2.    Konseling ditujukan untuk mendisiplinkan siswa.
Miskonsepsi ini hampirhampir sulit dihilangkan karena sedemikian rupa kesalahkaprahan praktik yang terjadi di sekolah lalu memunculkan ”polisi sekolah” kepada para konselor. Layanan konseling seharusnya adalah sesuatu yang diperlukan, justru akhirnya menjadi sesuatu yang tidak disukai bahkan menakutkan.
3.    Konseling adalah pemberian nasihat.
Padahal secara teoritik jelas bahwa tujuan konseling adalah memandirikan klien termasuk ketika mengambil keputusan. Ada dugaan bahwa ”jalan pintas” berupa pemberian nasihat itu dilakukan dengan alasan pragmatis sekaligus memperlihatkan betapa kelemahan kompetensi konselor. Konselor kita yang bekerja di setting sekolah.
4.    Semua pendidik di sekolah dapat menjadi konselor.
Secara sistemik bimbingan dan konseling adalah komponen integral dari proses pendidikan formal di sekolah. Namun demikian bukan berarti bahwa semua yang tergolong sebagai tenaga kependidikan termasuk guru di sekolah dapat menjadi konselor. Kenyataan dewasa ini banyak sekali fenomena di sekolah, karena alasan ketiadaan tenaga, personil tenaga pendidik ditunjuk sebagai pelaksana pemberian layanan konseling.
5.    Konseling dilakukan manakala diperlukan saja.
Anggapan keliru ini masih saja terjadi di sekolah. Semestinya konseling adalah sesuatu kegiatan yang terkelola dan mengacu pada tahapan menajemen yaitu : perencanaan, pelaksanaan, evaluasi dan supervisi dan tindak lanjut program.
# # # # #
PERINTAH TUGAS A
Apa tujuan konseling secara teoretis menurut teks tentang miskonsepsi konseling?
PERINTAH TUGAS B
Tuliskan semua anggapan keliru tentang konseling yang diberi nomor dalam teks tentang miskonsepsi konseling.
Baris-baris data berikut berasal dari sumber lain.

(Entri koleksi)
# # # # #
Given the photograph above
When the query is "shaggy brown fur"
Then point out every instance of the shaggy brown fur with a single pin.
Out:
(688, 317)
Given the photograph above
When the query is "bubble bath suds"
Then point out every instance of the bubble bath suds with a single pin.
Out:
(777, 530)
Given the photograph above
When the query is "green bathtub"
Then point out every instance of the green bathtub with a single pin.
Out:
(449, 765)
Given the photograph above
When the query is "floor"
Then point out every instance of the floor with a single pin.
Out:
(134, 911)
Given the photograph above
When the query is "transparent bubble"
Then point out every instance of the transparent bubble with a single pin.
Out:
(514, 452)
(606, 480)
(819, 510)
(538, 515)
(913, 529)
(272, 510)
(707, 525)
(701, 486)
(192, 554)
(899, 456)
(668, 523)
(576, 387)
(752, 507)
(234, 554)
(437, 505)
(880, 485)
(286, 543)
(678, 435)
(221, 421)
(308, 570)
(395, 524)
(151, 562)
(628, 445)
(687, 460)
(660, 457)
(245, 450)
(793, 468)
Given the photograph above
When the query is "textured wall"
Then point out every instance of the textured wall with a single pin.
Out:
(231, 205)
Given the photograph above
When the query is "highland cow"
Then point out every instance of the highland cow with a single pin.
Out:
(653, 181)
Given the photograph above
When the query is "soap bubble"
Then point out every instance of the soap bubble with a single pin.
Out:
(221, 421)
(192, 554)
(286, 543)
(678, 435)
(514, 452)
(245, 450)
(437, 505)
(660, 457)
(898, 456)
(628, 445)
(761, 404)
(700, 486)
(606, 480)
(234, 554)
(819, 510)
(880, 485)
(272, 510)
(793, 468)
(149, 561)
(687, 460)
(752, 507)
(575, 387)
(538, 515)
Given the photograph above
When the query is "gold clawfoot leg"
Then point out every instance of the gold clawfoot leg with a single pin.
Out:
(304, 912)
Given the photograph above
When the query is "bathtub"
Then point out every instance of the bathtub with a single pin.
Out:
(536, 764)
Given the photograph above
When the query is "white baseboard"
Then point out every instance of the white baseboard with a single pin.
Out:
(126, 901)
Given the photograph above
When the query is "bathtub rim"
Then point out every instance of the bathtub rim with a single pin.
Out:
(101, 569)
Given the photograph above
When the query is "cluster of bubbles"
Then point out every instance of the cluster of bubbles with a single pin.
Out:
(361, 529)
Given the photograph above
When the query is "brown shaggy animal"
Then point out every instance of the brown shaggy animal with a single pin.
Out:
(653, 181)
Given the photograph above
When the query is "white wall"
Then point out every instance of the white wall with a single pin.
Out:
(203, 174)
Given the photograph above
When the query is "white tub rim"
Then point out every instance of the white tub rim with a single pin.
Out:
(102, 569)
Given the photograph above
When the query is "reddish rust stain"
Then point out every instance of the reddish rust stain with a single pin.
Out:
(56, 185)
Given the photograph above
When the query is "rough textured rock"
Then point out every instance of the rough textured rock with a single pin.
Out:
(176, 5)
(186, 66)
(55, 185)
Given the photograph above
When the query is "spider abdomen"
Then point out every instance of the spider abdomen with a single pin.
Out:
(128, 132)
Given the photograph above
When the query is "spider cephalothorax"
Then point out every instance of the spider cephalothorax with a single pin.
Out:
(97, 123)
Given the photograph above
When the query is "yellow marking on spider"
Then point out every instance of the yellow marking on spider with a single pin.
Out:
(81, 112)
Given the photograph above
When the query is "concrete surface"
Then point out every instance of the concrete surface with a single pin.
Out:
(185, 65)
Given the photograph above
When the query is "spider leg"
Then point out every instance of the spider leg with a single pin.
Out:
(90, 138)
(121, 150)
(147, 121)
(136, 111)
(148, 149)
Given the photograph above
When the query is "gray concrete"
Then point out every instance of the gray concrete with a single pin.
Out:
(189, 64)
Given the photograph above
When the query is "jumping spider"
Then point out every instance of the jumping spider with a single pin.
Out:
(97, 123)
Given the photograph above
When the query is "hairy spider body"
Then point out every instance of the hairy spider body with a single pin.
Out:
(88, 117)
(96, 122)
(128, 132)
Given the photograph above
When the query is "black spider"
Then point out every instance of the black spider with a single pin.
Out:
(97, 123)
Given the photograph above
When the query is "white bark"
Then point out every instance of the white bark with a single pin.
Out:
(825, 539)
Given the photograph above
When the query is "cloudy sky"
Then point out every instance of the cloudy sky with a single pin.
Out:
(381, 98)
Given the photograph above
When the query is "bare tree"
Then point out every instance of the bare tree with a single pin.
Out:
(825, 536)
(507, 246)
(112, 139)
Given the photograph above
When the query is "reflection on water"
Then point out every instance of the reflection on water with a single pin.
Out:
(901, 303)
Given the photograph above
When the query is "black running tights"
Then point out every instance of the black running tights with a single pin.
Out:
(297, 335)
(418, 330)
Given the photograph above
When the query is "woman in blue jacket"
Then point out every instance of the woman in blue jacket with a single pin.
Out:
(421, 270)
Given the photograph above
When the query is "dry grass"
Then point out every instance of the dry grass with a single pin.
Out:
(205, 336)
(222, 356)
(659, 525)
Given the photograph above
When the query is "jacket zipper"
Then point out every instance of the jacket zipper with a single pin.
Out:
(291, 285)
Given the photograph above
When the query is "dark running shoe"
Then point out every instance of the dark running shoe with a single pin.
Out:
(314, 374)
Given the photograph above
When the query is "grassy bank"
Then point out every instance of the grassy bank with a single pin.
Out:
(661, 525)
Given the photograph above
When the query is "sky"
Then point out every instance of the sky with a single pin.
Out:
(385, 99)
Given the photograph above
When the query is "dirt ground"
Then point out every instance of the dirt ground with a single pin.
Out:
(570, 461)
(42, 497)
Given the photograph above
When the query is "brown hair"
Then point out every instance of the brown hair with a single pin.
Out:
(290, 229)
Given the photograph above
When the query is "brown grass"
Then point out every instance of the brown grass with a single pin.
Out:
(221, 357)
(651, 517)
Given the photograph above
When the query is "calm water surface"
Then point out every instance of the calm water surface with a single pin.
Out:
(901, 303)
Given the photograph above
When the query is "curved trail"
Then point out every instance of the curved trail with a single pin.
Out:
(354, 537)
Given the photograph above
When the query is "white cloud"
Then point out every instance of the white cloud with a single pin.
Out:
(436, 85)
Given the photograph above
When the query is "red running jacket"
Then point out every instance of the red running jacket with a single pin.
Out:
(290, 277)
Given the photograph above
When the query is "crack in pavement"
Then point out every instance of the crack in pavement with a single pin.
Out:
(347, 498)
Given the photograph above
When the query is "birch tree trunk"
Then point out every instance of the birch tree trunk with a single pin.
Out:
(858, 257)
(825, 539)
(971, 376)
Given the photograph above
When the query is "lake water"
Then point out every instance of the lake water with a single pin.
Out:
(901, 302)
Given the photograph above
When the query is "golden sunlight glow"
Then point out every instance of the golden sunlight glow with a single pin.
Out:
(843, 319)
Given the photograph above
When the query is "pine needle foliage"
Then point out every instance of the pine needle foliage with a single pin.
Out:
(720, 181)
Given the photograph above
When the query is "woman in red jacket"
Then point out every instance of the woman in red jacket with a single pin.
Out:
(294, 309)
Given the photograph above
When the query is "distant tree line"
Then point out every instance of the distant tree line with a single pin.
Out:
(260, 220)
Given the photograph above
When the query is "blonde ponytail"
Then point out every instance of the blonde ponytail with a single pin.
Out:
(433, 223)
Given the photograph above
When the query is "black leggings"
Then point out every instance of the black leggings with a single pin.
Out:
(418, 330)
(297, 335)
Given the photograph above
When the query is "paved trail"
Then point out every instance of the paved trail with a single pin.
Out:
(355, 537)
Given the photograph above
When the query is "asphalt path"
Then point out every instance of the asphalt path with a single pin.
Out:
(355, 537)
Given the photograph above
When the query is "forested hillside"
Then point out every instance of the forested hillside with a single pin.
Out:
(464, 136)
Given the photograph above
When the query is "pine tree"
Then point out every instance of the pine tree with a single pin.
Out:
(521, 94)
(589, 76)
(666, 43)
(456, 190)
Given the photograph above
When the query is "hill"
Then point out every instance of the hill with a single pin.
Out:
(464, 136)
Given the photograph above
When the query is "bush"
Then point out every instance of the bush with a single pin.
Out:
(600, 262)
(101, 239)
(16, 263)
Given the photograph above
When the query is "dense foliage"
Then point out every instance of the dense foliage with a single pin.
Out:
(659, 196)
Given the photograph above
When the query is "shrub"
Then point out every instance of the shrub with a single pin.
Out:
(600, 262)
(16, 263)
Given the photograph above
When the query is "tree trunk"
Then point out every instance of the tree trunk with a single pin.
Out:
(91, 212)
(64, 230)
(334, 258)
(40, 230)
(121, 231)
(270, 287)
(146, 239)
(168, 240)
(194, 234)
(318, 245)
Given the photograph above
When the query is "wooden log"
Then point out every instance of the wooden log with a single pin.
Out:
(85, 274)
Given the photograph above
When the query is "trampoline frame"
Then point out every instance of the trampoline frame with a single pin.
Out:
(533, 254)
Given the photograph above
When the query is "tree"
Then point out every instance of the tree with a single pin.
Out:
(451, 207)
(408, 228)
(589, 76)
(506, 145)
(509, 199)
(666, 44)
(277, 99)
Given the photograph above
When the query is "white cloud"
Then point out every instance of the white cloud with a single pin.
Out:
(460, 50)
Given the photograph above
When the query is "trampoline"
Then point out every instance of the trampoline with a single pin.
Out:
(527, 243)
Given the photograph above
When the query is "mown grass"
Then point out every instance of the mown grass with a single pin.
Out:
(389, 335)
# # # # #
JAWABAN AKHIR A
Tujuan konseling adalah memandirikan klien, termasuk ketika mengambil keputusan.

JAWABAN AKHIR B
- Konseling ditujukan untuk mendisiplinkan siswa.
- Konseling adalah pemberian nasihat.
- Semua pendidik di sekolah dapat menjadi konselor.
- Konseling dilakukan manakala diperlukan saja.